**HALAMAN:**

==================================================

Dari Abu Umamah Shudayya bin Ajlan al-Bahilli radhiyallahu ‘anhu, ia berkata: Aku mendengar Rasulullah shallallahu ‘alaihi wa sallam berkhotbah pada haji Wada’. Beliau bersabda,
اتَّقُوا الله، وَصلُّوا خَمْسَكُمْ ، وَصُومُوا شَهْرَكُمْ، وَأَدُّوا زَكاةَ أَمْوَالِكُمْ، وَأَطِيعُوا أُمَرَاءكُمْ تَدْخُلُوا جَنَّةَ رَبِّكُمْ
“Bertakwalah kepada Allah, dirikanlah shalat lima waktu kalian, berpuasalah di bulan kalian (Ramadhan), tunaikanlah zakat harta kalian, dan taatilah para pemimpin kalian, niscaya kalian akan masuk ke Surga Rabb kalian.” (HR at-Tirmidzi. Lihat Shahih al-Jami’ dan as-Silsilah ash-Shahihah)
PENJELASAN
Khotbah Rasulullah shallallahu ‘alaihi wa sallam terbagi menjadi dua jenis: khotbah rutin dan khotbah insidental.
Para ulama rahimahumullah berselisih pendapat tentang status khotbah shalat kusuf (gerhana), apakah tergolong khotbah rutin atau insidental. Perbedaan pendapat ini disebabkan oleh fakta bahwa shalat kusuf pada masa Nabi shallallahu ‘alaihi wa sallam hanya terjadi satu kali. Pada saat itu, beliau shallallahu ‘alaihi wa sallam berdiri dan menyampaikan khotbah kepada umat setelah shalat.

==================================================

**BARIS DATA:**

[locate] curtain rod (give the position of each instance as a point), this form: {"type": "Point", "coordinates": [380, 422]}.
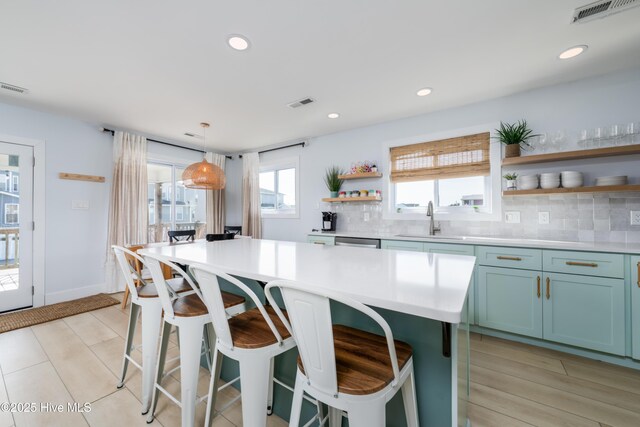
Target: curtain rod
{"type": "Point", "coordinates": [167, 143]}
{"type": "Point", "coordinates": [303, 143]}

==================================================

**TUGAS DAN LATIHAN:**
• A. Tulis ulang bagian halaman tentang khotbah haji Wada’ mulai dari "Dari Abu Umamah" sampai "dan khotbah insidental.", dan ganti "berkhotbah" dengan "berceramah".
• B. Menurut halaman tentang khotbah haji Wada’, apa yang menyebabkan para ulama berselisih pendapat tentang status khotbah shalat kusuf? Jawab dalam satu sampai tiga kalimat.
• C. Sebutkan semua perintah dalam sabda Rasulullah yang dikutip di halaman tentang khotbah haji Wada’.

**JAWABAN TIAP TUGAS:**
• A.
Dari Abu Umamah Shudayya bin Ajlan al-Bahilli radhiyallahu ‘anhu, ia berkata: Aku mendengar Rasulullah shallallahu ‘alaihi wa sallam berceramah pada haji Wada’. Beliau bersabda,
اتَّقُوا الله، وَصلُّوا خَمْسَكُمْ ، وَصُومُوا شَهْرَكُمْ، وَأَدُّوا زَكاةَ أَمْوَالِكُمْ، وَأَطِيعُوا أُمَرَاءكُمْ تَدْخُلُوا جَنَّةَ رَبِّكُمْ
“Bertakwalah kepada Allah, dirikanlah shalat lima waktu kalian, berpuasalah di bulan kalian (Ramadhan), tunaikanlah zakat harta kalian, dan taatilah para pemimpin kalian, niscaya kalian akan masuk ke Surga Rabb kalian.” (HR at-Tirmidzi. Lihat Shahih al-Jami’ dan as-Silsilah ash-Shahihah)
PENJELASAN
Khotbah Rasulullah shallallahu ‘alaihi wa sallam terbagi menjadi dua jenis: khotbah rutin dan khotbah insidental.

• B. Perselisihan itu terjadi karena shalat kusuf pada masa Nabi shallallahu ‘alaihi wa sallam hanya terjadi satu kali. Saat itu beliau berdiri dan menyampaikan khotbah kepada umat setelah shalat.

• C.
1. Bertakwa kepada Allah
2. Mendirikan shalat lima waktu
3. Berpuasa di bulan Ramadhan
4. Menunaikan zakat harta
5. Menaati para pemimpin